[Stated exercise]:
Count the lines in the entries below that contain the string "iguana". Give only the number.

───── Dataset excerpts ─────

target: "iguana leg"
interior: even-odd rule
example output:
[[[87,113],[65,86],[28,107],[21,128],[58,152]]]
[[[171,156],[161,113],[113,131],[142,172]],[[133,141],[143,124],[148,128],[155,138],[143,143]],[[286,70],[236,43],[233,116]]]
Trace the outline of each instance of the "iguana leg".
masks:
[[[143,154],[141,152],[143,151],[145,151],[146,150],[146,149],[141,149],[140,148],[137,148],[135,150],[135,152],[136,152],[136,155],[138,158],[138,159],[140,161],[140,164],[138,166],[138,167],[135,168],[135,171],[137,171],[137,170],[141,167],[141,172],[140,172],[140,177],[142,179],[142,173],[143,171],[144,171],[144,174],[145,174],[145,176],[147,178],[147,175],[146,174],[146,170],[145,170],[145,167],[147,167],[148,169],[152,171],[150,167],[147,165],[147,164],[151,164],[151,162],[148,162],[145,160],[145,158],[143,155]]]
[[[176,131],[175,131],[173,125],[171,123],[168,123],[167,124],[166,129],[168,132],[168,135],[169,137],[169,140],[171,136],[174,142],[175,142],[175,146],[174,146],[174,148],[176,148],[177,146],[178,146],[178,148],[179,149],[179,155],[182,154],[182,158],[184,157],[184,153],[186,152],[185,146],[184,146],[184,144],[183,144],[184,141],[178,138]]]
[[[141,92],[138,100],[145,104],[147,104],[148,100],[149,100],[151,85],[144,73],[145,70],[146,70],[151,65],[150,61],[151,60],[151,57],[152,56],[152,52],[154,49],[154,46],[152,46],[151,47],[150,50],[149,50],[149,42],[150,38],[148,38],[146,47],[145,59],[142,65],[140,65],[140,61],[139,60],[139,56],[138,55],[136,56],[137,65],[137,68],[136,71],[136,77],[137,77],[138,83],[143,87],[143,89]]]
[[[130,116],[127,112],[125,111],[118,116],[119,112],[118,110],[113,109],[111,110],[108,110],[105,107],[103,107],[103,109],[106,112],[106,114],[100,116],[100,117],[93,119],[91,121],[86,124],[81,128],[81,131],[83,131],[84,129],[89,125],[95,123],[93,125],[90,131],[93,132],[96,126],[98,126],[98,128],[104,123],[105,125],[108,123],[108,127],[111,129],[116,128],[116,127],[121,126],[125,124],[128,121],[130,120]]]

─────

[Exercise result]:
2